▶ WHAT NEEDS TO BE DONE:
What's required is a verbatim printout of all the data.
*** Begin section ***
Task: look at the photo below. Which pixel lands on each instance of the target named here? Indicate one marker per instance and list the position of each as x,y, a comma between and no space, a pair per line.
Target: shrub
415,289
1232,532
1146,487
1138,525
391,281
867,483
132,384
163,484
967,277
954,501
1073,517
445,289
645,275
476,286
*** End section ***
▶ EXERCISE RESULT:
Task: look at the photo below. Which pixel lands on each instance of the target named here? Indicate one marker per instance and list the position of each as x,y, a comma between and no space, a pair per line.
Target: shrub
415,289
1232,532
1146,487
1138,525
391,281
867,483
132,384
163,484
967,277
954,501
1073,517
445,289
645,275
476,286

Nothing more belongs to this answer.